YOUR GOAL
Pick out every line in the entries below that contains the word "sign", and copy each of those lines.

PROVIDED ENTRIES

────────────────────────────────────────

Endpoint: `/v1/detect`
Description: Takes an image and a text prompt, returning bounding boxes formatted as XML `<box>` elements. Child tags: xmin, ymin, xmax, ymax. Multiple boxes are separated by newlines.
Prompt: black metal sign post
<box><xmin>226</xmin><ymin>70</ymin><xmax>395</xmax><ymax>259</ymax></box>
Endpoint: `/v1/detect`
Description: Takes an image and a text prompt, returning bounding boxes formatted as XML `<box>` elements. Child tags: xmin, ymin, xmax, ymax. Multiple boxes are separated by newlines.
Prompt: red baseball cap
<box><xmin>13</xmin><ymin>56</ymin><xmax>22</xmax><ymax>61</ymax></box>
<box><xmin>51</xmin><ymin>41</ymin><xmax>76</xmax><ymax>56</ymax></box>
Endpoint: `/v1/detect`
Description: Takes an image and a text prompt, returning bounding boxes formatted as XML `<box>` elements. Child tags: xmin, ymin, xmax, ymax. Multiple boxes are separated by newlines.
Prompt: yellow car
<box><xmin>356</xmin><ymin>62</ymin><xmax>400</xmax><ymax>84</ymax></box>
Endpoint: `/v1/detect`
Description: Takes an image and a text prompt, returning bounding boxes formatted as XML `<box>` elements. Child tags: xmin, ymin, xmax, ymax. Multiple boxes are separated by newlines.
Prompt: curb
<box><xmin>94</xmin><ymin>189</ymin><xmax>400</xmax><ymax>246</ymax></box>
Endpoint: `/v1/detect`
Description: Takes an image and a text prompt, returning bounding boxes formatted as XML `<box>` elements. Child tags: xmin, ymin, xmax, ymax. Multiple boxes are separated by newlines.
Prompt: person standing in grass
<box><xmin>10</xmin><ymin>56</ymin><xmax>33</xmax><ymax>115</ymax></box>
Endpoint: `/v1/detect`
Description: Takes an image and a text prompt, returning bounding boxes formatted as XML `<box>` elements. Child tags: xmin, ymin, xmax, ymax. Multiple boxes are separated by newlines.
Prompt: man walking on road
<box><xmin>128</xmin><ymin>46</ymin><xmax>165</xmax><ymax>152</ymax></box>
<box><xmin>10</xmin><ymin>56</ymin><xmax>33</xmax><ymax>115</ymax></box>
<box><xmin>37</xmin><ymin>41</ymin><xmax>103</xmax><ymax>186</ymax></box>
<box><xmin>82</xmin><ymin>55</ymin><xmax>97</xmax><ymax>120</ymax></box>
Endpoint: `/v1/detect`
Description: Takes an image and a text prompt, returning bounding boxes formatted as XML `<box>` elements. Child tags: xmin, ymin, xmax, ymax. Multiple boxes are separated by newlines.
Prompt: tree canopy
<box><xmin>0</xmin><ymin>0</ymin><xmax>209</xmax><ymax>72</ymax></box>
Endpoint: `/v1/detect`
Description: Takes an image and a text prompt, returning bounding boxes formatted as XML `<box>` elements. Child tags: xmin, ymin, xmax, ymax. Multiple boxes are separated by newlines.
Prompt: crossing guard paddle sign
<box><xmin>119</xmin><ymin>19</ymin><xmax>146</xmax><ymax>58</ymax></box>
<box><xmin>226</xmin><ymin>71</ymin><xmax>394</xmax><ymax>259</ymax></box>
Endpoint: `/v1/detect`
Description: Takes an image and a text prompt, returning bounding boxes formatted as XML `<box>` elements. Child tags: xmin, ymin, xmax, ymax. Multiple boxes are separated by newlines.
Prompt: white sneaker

────────────────────────────────────────

FINISHED EXERCISE
Prompt: black metal sign post
Prompt: crossing guard paddle sign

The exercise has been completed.